Work instructions:
Copy every one of the lines below word for word, with nothing left out or changed.

Input:
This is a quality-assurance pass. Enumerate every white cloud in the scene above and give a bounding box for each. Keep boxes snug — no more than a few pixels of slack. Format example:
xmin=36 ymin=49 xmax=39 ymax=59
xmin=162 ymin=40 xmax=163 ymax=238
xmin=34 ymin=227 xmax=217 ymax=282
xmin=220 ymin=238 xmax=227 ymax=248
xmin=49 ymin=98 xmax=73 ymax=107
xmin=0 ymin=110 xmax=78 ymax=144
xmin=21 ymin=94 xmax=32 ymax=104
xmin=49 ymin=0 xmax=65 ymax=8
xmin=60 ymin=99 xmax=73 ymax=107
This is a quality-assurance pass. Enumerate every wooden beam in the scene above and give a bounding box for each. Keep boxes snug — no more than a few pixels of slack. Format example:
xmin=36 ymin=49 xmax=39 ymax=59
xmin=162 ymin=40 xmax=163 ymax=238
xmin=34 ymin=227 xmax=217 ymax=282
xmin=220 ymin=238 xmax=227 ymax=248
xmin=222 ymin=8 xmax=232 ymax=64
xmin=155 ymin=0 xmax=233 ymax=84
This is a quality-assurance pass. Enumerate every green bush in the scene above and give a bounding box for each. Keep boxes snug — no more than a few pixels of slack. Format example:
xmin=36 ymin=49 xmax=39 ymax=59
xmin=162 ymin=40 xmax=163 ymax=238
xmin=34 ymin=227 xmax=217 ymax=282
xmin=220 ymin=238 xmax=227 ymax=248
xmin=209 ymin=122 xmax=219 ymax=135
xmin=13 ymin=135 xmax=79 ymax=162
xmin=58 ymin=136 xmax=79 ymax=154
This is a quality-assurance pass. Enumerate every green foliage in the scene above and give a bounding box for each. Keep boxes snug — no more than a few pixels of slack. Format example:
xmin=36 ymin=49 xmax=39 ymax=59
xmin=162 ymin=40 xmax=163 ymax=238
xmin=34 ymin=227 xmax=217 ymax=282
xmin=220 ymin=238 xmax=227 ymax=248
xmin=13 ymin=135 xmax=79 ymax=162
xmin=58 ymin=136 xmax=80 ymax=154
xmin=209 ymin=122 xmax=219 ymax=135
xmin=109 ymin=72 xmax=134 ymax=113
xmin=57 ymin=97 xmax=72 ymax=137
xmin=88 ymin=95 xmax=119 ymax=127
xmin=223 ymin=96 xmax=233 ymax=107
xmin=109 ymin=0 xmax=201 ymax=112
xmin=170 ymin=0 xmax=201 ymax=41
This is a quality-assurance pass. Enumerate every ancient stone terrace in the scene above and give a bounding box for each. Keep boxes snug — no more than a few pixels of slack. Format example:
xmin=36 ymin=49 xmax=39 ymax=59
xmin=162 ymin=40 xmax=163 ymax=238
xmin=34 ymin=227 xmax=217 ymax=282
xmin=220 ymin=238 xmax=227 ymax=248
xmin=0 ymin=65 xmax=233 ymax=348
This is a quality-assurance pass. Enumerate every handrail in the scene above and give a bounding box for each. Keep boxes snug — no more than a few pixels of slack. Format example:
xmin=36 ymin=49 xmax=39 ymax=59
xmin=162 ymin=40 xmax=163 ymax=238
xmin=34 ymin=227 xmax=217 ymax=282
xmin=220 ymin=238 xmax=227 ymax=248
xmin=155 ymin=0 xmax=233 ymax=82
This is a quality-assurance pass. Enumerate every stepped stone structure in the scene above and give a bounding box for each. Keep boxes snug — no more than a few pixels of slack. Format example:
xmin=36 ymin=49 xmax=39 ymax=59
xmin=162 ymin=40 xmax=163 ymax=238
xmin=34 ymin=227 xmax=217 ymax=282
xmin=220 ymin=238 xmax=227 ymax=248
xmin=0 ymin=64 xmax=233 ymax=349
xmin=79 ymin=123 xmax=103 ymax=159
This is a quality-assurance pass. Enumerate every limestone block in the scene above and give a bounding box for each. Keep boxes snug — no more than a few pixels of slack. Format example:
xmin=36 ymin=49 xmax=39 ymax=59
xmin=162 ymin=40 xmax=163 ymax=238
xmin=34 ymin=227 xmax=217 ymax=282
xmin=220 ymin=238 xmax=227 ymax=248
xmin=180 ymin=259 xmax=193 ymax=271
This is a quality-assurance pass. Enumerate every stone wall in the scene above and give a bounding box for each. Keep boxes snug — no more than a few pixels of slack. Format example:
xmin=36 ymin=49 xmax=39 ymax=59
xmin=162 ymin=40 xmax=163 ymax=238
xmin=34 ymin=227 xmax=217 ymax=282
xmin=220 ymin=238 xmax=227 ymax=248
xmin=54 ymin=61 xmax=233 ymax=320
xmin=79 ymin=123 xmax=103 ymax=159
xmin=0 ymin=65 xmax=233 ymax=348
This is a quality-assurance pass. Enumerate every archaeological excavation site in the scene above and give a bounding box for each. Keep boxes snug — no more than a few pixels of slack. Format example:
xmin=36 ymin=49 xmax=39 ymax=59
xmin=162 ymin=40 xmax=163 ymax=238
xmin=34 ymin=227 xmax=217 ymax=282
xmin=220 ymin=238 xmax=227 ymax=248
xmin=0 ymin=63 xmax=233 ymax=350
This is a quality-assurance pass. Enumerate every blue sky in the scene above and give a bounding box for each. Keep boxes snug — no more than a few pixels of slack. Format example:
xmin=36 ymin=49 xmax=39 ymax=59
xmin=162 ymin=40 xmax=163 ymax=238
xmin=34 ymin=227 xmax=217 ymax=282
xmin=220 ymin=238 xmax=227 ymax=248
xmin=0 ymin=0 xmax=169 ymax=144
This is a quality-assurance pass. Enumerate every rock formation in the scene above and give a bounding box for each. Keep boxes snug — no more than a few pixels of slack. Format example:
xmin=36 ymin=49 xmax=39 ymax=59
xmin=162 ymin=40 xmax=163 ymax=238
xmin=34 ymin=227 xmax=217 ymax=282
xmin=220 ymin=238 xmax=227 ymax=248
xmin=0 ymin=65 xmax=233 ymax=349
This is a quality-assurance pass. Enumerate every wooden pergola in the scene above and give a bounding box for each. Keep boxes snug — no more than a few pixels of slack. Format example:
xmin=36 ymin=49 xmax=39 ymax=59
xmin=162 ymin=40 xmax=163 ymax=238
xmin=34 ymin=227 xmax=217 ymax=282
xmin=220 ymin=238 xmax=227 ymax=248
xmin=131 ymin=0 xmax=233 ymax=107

Result of the task:
This is a quality-assurance pass. Enumerate every white cloud in the scene above and give a bounding box for each. Keep boxes snug — no more than a few pixels of slack. Format example:
xmin=36 ymin=49 xmax=39 ymax=59
xmin=162 ymin=40 xmax=163 ymax=238
xmin=34 ymin=227 xmax=217 ymax=282
xmin=220 ymin=238 xmax=227 ymax=248
xmin=49 ymin=98 xmax=73 ymax=107
xmin=0 ymin=110 xmax=78 ymax=144
xmin=21 ymin=94 xmax=32 ymax=104
xmin=49 ymin=0 xmax=65 ymax=8
xmin=60 ymin=99 xmax=73 ymax=107
This is a quality-assurance pass. Enumerate every wooden beam in the scene above and give a bounding box for each. Keep boxes snug — no more than a few pixels of slack. Format example:
xmin=36 ymin=49 xmax=39 ymax=59
xmin=162 ymin=40 xmax=163 ymax=238
xmin=34 ymin=227 xmax=217 ymax=282
xmin=220 ymin=238 xmax=227 ymax=248
xmin=222 ymin=8 xmax=232 ymax=64
xmin=155 ymin=0 xmax=233 ymax=84
This is a quality-assurance pass. Enumerate every green bush in the scene above and give a bounding box for each. Keep boxes snug — no more than a few pixels of slack. Format example:
xmin=36 ymin=49 xmax=39 ymax=59
xmin=162 ymin=40 xmax=163 ymax=238
xmin=34 ymin=227 xmax=217 ymax=282
xmin=220 ymin=238 xmax=227 ymax=248
xmin=209 ymin=122 xmax=219 ymax=135
xmin=13 ymin=135 xmax=79 ymax=162
xmin=58 ymin=136 xmax=79 ymax=154
This is a quality-assurance pass. Enumerate every green foliage in the scene above and give a bounding box for each. Keep boxes snug — no more than a few pixels of slack. Format example:
xmin=36 ymin=49 xmax=39 ymax=59
xmin=162 ymin=40 xmax=163 ymax=238
xmin=34 ymin=227 xmax=217 ymax=282
xmin=220 ymin=238 xmax=227 ymax=248
xmin=13 ymin=135 xmax=79 ymax=162
xmin=58 ymin=136 xmax=80 ymax=154
xmin=209 ymin=122 xmax=219 ymax=135
xmin=109 ymin=72 xmax=134 ymax=113
xmin=57 ymin=97 xmax=72 ymax=137
xmin=88 ymin=95 xmax=119 ymax=127
xmin=223 ymin=96 xmax=233 ymax=107
xmin=109 ymin=0 xmax=201 ymax=112
xmin=170 ymin=0 xmax=201 ymax=41
This is a quality-assurance pass. Enumerate every ancient stone terrace in the scene above and give a bounding box for each. Keep boxes snug — no more than a few pixels of slack. Format example:
xmin=36 ymin=49 xmax=39 ymax=59
xmin=162 ymin=40 xmax=163 ymax=238
xmin=34 ymin=227 xmax=217 ymax=282
xmin=220 ymin=238 xmax=227 ymax=248
xmin=0 ymin=65 xmax=233 ymax=348
This is a quality-assurance pass. Enumerate every handrail in the scene above and give a bounding box for each. Keep boxes snug — no more than a few pixels of slack. Format example:
xmin=36 ymin=49 xmax=39 ymax=59
xmin=162 ymin=40 xmax=163 ymax=238
xmin=34 ymin=227 xmax=217 ymax=282
xmin=220 ymin=238 xmax=227 ymax=248
xmin=155 ymin=0 xmax=233 ymax=82
This is a quality-assurance pass. Enumerate every stepped stone structure in the scene above and give a bounding box for each. Keep boxes snug — no more than a few pixels of slack. Format example:
xmin=36 ymin=49 xmax=39 ymax=59
xmin=162 ymin=40 xmax=163 ymax=238
xmin=34 ymin=227 xmax=217 ymax=282
xmin=220 ymin=238 xmax=227 ymax=248
xmin=0 ymin=64 xmax=233 ymax=349
xmin=79 ymin=123 xmax=103 ymax=159
This is a quality-assurance pass. Enumerate every limestone block in the scene above and give a bounding box for each. Keep boxes snug — no more than a few pixels of slack. Format example:
xmin=36 ymin=49 xmax=39 ymax=59
xmin=162 ymin=40 xmax=163 ymax=238
xmin=34 ymin=227 xmax=217 ymax=282
xmin=220 ymin=238 xmax=227 ymax=248
xmin=180 ymin=259 xmax=193 ymax=271
This is a quality-assurance pass. Enumerate every stone wall in the scene above and give a bounding box for each. Keep boxes snug — no more than a few pixels of slack. Format example:
xmin=36 ymin=49 xmax=39 ymax=59
xmin=162 ymin=40 xmax=163 ymax=238
xmin=34 ymin=227 xmax=217 ymax=282
xmin=220 ymin=238 xmax=227 ymax=248
xmin=54 ymin=61 xmax=233 ymax=320
xmin=79 ymin=123 xmax=103 ymax=159
xmin=0 ymin=65 xmax=233 ymax=348
This is a quality-assurance pass. Enumerate every archaeological excavation site in the scene above and give a bounding box for each. Keep boxes snug — no more than a few pixels of slack. Format example:
xmin=36 ymin=49 xmax=39 ymax=59
xmin=162 ymin=40 xmax=163 ymax=238
xmin=34 ymin=227 xmax=217 ymax=282
xmin=220 ymin=238 xmax=227 ymax=248
xmin=0 ymin=63 xmax=233 ymax=350
This is a quality-assurance pass. Enumerate every blue sky in the scene above and give a bounding box for each. Keep boxes snug — no more than a few pixels of slack. Format example:
xmin=36 ymin=49 xmax=39 ymax=59
xmin=162 ymin=40 xmax=163 ymax=238
xmin=34 ymin=227 xmax=217 ymax=282
xmin=220 ymin=238 xmax=227 ymax=248
xmin=0 ymin=0 xmax=169 ymax=144
This is a quality-assurance pass. Enumerate every rock formation in the scene above and give a bounding box for each. Keep boxes snug — no more than a few pixels of slack. Format example:
xmin=36 ymin=49 xmax=39 ymax=59
xmin=162 ymin=40 xmax=163 ymax=238
xmin=34 ymin=227 xmax=217 ymax=282
xmin=220 ymin=238 xmax=227 ymax=248
xmin=0 ymin=65 xmax=233 ymax=349
This is a quality-assurance pass. Enumerate every wooden pergola in the scene above and give a bounding box for each. Keep boxes snug — no more than a few pixels of slack. Format example:
xmin=36 ymin=49 xmax=39 ymax=59
xmin=162 ymin=40 xmax=163 ymax=238
xmin=34 ymin=227 xmax=217 ymax=282
xmin=220 ymin=238 xmax=227 ymax=248
xmin=131 ymin=0 xmax=233 ymax=107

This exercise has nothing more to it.